:: DOCUMENT PASSAGE ::

Clinical Trials at NYU Langone Pave the Way for the First Effective Therapies for Bladder Cancer Approved in 30 Years, Giving Hope to Older Patients Too Frail for Conventional Treatments
Several years ago, when Arjun V. Balar, MD, would deliver a diagnosis of advanced bladder cancer to a typical patient—a man over the age of 70—the conversation was a grim one for doctor and patient alike. Dr. Balar, a medical oncologist at NYU Langone’s Perlmutter Cancer Center, had to explain that if the cancer had traveled beyond the lining of the bladder, that organ and others nearby would need to be removed; that for cancer that had spread beyond the bladder, most older patients found the standard chemotherapy regimen intolerable; and that the less potent alternative would extend life by only 10 months or so. “The patient would be devastated,” recalls Dr. Balar.
But earlier this year, despair gave way to hope. Two ongoing international clinical trials led by Dr. Balar, director of the Genitourinary Medical Oncology Program at Perlmutter Cancer Center, and funded by pharmaceutical manufacturers, have paved the way for the approval of two novel treatments for patients with advanced bladder cancer who are ineligible for the standard chemotherapy. The medications—the first ever approved for this typically frail population— give older patients a nearly 25 percent chance of survival.

:::
:: RECORD EXTRACTS ::

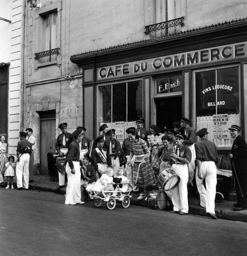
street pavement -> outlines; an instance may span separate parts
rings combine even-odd
[[[0,188],[0,255],[246,255],[247,223]]]

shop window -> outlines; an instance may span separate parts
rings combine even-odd
[[[196,72],[195,77],[197,130],[207,128],[218,147],[231,146],[228,128],[240,124],[238,67]]]
[[[157,94],[182,91],[182,76],[173,76],[157,79]]]
[[[106,123],[116,130],[117,138],[122,144],[125,130],[136,126],[136,120],[143,115],[142,80],[98,87],[98,128]]]

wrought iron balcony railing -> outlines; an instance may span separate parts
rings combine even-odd
[[[145,34],[148,34],[152,32],[158,32],[160,30],[167,30],[168,28],[182,26],[184,25],[183,20],[184,18],[184,17],[181,17],[163,22],[145,26],[146,31],[144,33]]]
[[[55,49],[49,50],[48,51],[42,51],[41,52],[36,53],[35,57],[34,57],[34,58],[36,60],[37,60],[44,57],[48,56],[50,57],[53,55],[55,55],[59,53],[59,50],[60,50],[59,48],[55,48]]]

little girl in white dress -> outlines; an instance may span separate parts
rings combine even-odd
[[[11,183],[11,189],[14,189],[13,178],[15,176],[15,170],[16,164],[14,162],[15,158],[13,156],[10,156],[8,158],[8,162],[5,164],[6,169],[4,176],[7,177],[7,186],[5,188],[9,188],[9,180]]]

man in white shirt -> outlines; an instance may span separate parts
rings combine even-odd
[[[29,182],[33,180],[33,162],[34,160],[34,150],[35,148],[35,141],[36,139],[32,135],[32,129],[31,128],[27,128],[26,132],[28,134],[28,137],[27,140],[32,145],[32,154],[30,156],[29,160]]]

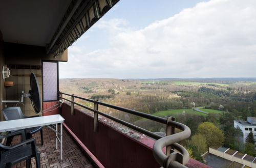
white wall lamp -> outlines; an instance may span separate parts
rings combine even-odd
[[[3,74],[3,78],[4,79],[10,76],[10,70],[8,68],[5,67],[4,66],[3,66],[2,73]]]

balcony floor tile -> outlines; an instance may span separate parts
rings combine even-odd
[[[59,130],[59,128],[58,130]],[[86,157],[83,152],[80,149],[73,138],[63,129],[63,159],[60,160],[60,144],[58,149],[55,149],[55,133],[48,127],[43,128],[44,145],[41,145],[40,132],[33,135],[36,138],[36,147],[40,151],[41,167],[94,167]],[[12,145],[20,142],[20,136],[15,136]],[[35,159],[31,160],[31,167],[35,167]],[[18,163],[12,167],[26,167],[26,161]]]

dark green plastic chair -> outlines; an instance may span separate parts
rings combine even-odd
[[[22,109],[20,107],[10,107],[4,108],[3,110],[3,114],[5,117],[5,120],[17,120],[17,119],[26,119],[28,118],[32,118],[32,117],[39,117],[40,116],[30,116],[27,117],[23,115],[23,113],[22,111]],[[30,139],[32,137],[32,135],[37,132],[37,131],[40,131],[40,133],[41,134],[41,145],[43,145],[44,144],[44,139],[43,139],[43,135],[42,135],[42,127],[33,127],[30,128],[25,129],[26,133],[26,139]],[[14,132],[15,131],[12,131],[11,132]],[[12,138],[13,136],[10,136],[8,138],[7,138],[7,142],[6,145],[7,146],[10,146],[11,143],[12,143]]]
[[[26,139],[24,130],[0,136],[0,139],[17,134],[22,134],[22,139]],[[11,146],[0,144],[0,168],[11,167],[25,160],[26,160],[26,167],[30,168],[31,158],[34,157],[35,157],[36,167],[40,167],[40,152],[36,149],[34,138],[22,141]]]

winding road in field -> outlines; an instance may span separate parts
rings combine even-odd
[[[202,111],[200,109],[200,108],[203,108],[204,107],[196,107],[196,108],[194,108],[194,109],[196,111],[198,111],[198,112],[203,113],[204,113],[204,114],[206,114],[208,115],[209,114],[209,113],[205,112],[205,111]]]

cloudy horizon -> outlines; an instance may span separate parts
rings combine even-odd
[[[121,1],[69,48],[60,78],[256,76],[256,1],[197,3],[140,27]]]

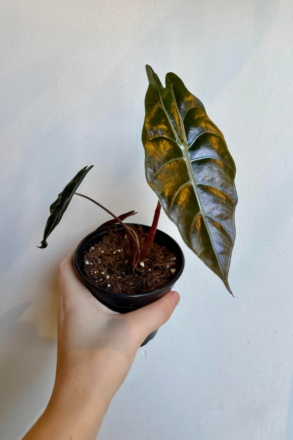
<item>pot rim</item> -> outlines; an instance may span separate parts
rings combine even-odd
[[[150,226],[147,226],[145,224],[142,224],[141,223],[126,223],[126,225],[140,225],[143,227],[147,228],[149,229]],[[142,293],[136,293],[134,295],[129,295],[126,293],[116,293],[115,292],[111,292],[109,290],[106,290],[105,289],[103,289],[103,287],[100,287],[99,285],[97,285],[94,284],[89,281],[87,278],[85,276],[85,275],[83,273],[83,271],[81,268],[80,267],[78,262],[77,262],[77,255],[79,252],[79,251],[80,249],[80,248],[84,244],[84,242],[88,240],[91,236],[94,235],[96,234],[100,234],[101,232],[103,233],[107,231],[108,228],[110,227],[120,227],[122,228],[123,227],[121,225],[120,225],[119,223],[115,223],[115,224],[112,225],[111,226],[104,226],[103,228],[99,228],[98,229],[95,229],[94,231],[93,231],[92,232],[90,232],[87,236],[86,236],[83,240],[80,242],[80,243],[78,244],[76,249],[75,249],[74,254],[73,255],[73,265],[74,266],[74,268],[75,269],[76,272],[77,272],[78,275],[79,277],[82,279],[82,282],[84,284],[85,284],[86,286],[88,286],[89,287],[93,287],[94,288],[98,288],[99,290],[104,293],[105,295],[107,295],[109,296],[112,296],[115,298],[144,298],[144,297],[149,297],[152,295],[156,295],[157,293],[158,293],[159,292],[162,291],[162,290],[166,290],[168,288],[170,288],[170,289],[172,287],[172,286],[175,284],[178,278],[181,276],[182,272],[183,271],[183,269],[184,268],[185,265],[185,259],[184,255],[183,254],[183,252],[182,250],[179,245],[178,244],[177,242],[171,237],[171,236],[167,234],[166,232],[164,232],[164,231],[161,231],[160,229],[157,229],[156,231],[156,234],[157,233],[159,233],[159,234],[162,234],[163,235],[167,236],[167,237],[169,239],[172,240],[176,244],[178,248],[178,252],[179,252],[179,254],[180,254],[180,256],[181,258],[181,264],[180,268],[179,269],[177,273],[176,274],[175,277],[169,281],[167,284],[165,284],[164,286],[162,286],[161,287],[160,287],[158,289],[156,289],[155,290],[149,290],[147,292],[143,292]],[[177,252],[177,251],[176,251]]]

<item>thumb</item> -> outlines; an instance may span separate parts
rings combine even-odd
[[[144,340],[169,319],[180,300],[179,293],[171,291],[154,303],[124,316],[135,328],[136,335]]]

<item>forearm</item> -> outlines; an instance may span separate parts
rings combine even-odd
[[[23,440],[95,440],[111,401],[84,376],[59,377],[42,415]]]

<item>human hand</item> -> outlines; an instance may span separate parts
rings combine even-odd
[[[102,304],[80,281],[73,255],[59,265],[56,380],[44,413],[23,440],[94,440],[111,400],[146,336],[169,319],[177,292],[124,314]]]

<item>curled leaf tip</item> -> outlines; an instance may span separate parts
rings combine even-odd
[[[38,247],[39,249],[44,249],[48,245],[46,242],[41,242],[41,246],[36,246],[36,247]]]
[[[229,292],[229,293],[230,293],[231,295],[232,295],[232,296],[233,297],[233,298],[235,298],[234,295],[232,293],[232,290],[231,290],[231,288],[230,287],[230,286],[229,286],[229,283],[228,283],[228,282],[227,281],[226,283],[225,283],[224,284],[225,284],[225,287],[227,288],[228,292]]]

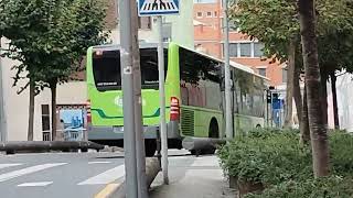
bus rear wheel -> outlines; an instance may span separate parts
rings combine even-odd
[[[145,151],[147,157],[152,157],[157,151],[157,141],[156,140],[146,140],[145,141]]]

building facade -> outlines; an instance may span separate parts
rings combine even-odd
[[[194,43],[195,48],[206,54],[223,58],[223,14],[222,0],[194,1]],[[229,56],[239,64],[249,66],[255,73],[270,79],[272,86],[280,86],[287,81],[284,65],[272,63],[263,57],[263,44],[250,40],[236,30],[229,32]]]
[[[119,43],[118,12],[116,0],[109,0],[107,9],[107,29],[111,30],[110,43]],[[193,23],[192,23],[192,1],[181,2],[181,14],[164,18],[164,41],[173,41],[182,45],[193,47]],[[139,40],[141,42],[157,42],[158,32],[156,22],[152,18],[139,18]],[[1,38],[1,46],[7,47],[8,41]],[[1,133],[3,139],[8,141],[25,141],[28,140],[29,123],[29,90],[18,95],[17,91],[25,81],[12,87],[15,75],[11,67],[19,64],[9,58],[0,57],[0,89],[2,89],[1,99],[3,106],[0,109],[0,124],[3,127]],[[158,75],[158,74],[157,74]],[[85,73],[78,74],[81,80],[69,81],[57,86],[57,123],[58,130],[63,128],[82,129],[86,123],[86,102],[87,87],[85,82]],[[2,101],[2,100],[0,100]],[[0,102],[1,105],[1,102]],[[35,97],[34,109],[34,140],[50,140],[51,131],[51,91],[44,89]]]

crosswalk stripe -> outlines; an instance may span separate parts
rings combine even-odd
[[[88,162],[88,164],[110,164],[111,162],[103,161],[103,162]]]
[[[18,185],[19,187],[44,187],[53,184],[53,182],[42,182],[42,183],[23,183]]]
[[[125,165],[108,169],[97,176],[90,177],[78,185],[104,185],[125,176]]]
[[[20,166],[22,164],[0,164],[0,169],[7,168],[7,167],[12,167],[12,166]]]
[[[55,166],[62,166],[65,165],[67,163],[52,163],[52,164],[42,164],[42,165],[36,165],[36,166],[31,166],[31,167],[26,167],[23,169],[18,169],[14,172],[10,172],[10,173],[6,173],[0,175],[0,183],[15,178],[15,177],[20,177],[26,174],[31,174],[31,173],[35,173],[35,172],[40,172],[43,169],[47,169],[51,167],[55,167]]]
[[[202,167],[202,166],[215,166],[218,167],[218,160],[216,156],[204,156],[196,157],[191,166]]]

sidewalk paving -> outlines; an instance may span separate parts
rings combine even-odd
[[[169,160],[169,185],[162,173],[151,185],[150,198],[235,198],[216,156],[175,156]]]

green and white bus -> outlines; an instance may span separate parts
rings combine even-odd
[[[156,152],[160,123],[157,46],[154,43],[140,44],[143,134],[148,156]],[[122,146],[125,131],[119,65],[118,45],[93,46],[87,51],[89,141]],[[182,148],[182,141],[186,139],[224,139],[224,63],[169,43],[164,45],[164,65],[169,147]],[[267,79],[236,63],[231,63],[231,68],[236,132],[264,127]]]

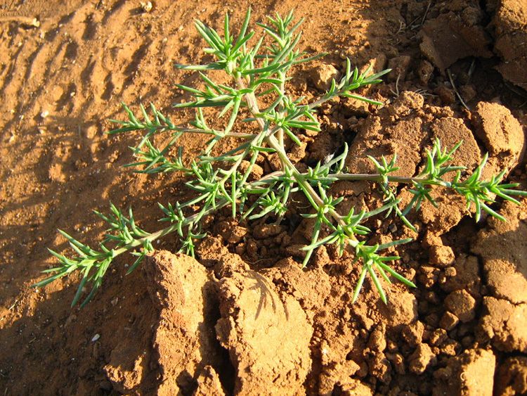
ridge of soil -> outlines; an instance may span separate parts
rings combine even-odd
[[[144,3],[146,3],[145,1]],[[398,155],[401,175],[418,173],[439,138],[462,139],[454,165],[484,178],[507,170],[527,189],[527,14],[520,0],[320,2],[156,0],[0,1],[0,395],[452,395],[527,393],[527,200],[493,206],[507,222],[476,223],[464,202],[434,191],[408,217],[372,219],[370,243],[410,237],[389,252],[410,289],[383,281],[388,304],[366,281],[351,304],[360,269],[344,252],[320,248],[306,269],[311,227],[293,214],[280,224],[243,222],[220,211],[203,224],[196,260],[167,238],[129,276],[119,257],[84,308],[71,308],[79,279],[31,286],[65,252],[57,232],[90,245],[104,224],[91,212],[131,206],[157,230],[156,203],[183,201],[179,174],[134,174],[128,148],[138,136],[107,135],[108,120],[153,103],[174,123],[186,100],[174,84],[199,84],[174,63],[207,61],[194,18],[235,28],[275,11],[304,18],[299,49],[327,51],[297,68],[294,96],[323,93],[344,59],[385,81],[352,99],[325,104],[320,133],[299,131],[299,169],[349,143],[350,172],[372,172],[367,155]],[[467,108],[462,103],[466,105]],[[211,120],[212,115],[211,115]],[[186,159],[204,138],[183,136]],[[163,138],[157,143],[161,144]],[[226,147],[228,143],[226,143]],[[259,162],[271,172],[272,156]],[[372,210],[375,184],[341,181],[343,211]],[[408,187],[398,190],[408,202]],[[299,206],[302,203],[298,203]]]

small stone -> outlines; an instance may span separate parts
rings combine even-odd
[[[146,3],[141,3],[141,9],[143,12],[149,13],[152,11],[152,1],[147,1]]]
[[[461,344],[450,338],[447,338],[441,346],[441,354],[448,356],[455,356],[460,349]]]
[[[434,93],[439,96],[444,105],[448,106],[455,103],[454,91],[445,85],[439,85],[434,90]]]
[[[445,305],[463,323],[476,317],[476,300],[464,290],[456,290],[447,295]]]
[[[428,344],[419,344],[408,357],[408,369],[414,374],[422,374],[428,367],[437,364],[437,357]]]
[[[434,65],[428,60],[422,60],[417,66],[417,73],[421,84],[427,85],[434,72]]]
[[[401,335],[410,347],[417,347],[422,342],[424,325],[419,321],[410,323],[403,328]]]
[[[409,55],[401,55],[396,56],[388,62],[388,68],[391,71],[388,75],[386,79],[389,82],[404,81],[410,69],[410,63],[412,57]]]
[[[440,268],[452,265],[455,260],[454,251],[450,246],[431,246],[429,250],[429,262]]]
[[[367,342],[367,347],[371,350],[378,352],[383,352],[386,349],[386,327],[384,324],[377,325],[370,336]]]
[[[443,328],[436,328],[430,335],[429,340],[430,345],[433,347],[438,347],[448,338],[446,331]]]
[[[323,64],[313,68],[309,77],[318,89],[327,91],[331,87],[332,81],[338,80],[340,72],[332,65]]]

:::

EXERCISE A:
In the bladder cancer article, which program does Dr. Balar direct at Perlmutter Cancer Center?
EXERCISE B:
Write out the passage of the bladder cancer article starting with "Clinical Trials at" and going on through "recalls Dr. Balar.".
The records above come from a different source than the bladder cancer article.

EXERCISE OUTPUT A:
The Genitourinary Medical Oncology Program.

EXERCISE OUTPUT B:
Clinical Trials at NYU Langone Pave the Way for the First Effective Therapies for Bladder Cancer Approved in 30 Years, Giving Hope to Older Patients Too Frail for Conventional Treatments
Several years ago, when Arjun V. Balar, MD, would deliver a diagnosis of advanced bladder cancer to a typical patient—a man over the age of 70—the conversation was a grim one for doctor and patient alike. Dr. Balar, a medical oncologist at NYU Langone’s Perlmutter Cancer Center, had to explain that if the cancer had traveled beyond the lining of the bladder, that organ and others nearby would need to be removed; that for cancer that had spread beyond the bladder, most older patients found the standard chemotherapy regimen intolerable; and that the less potent alternative would extend life by only 10 months or so. “The patient would be devastated,” recalls Dr. Balar.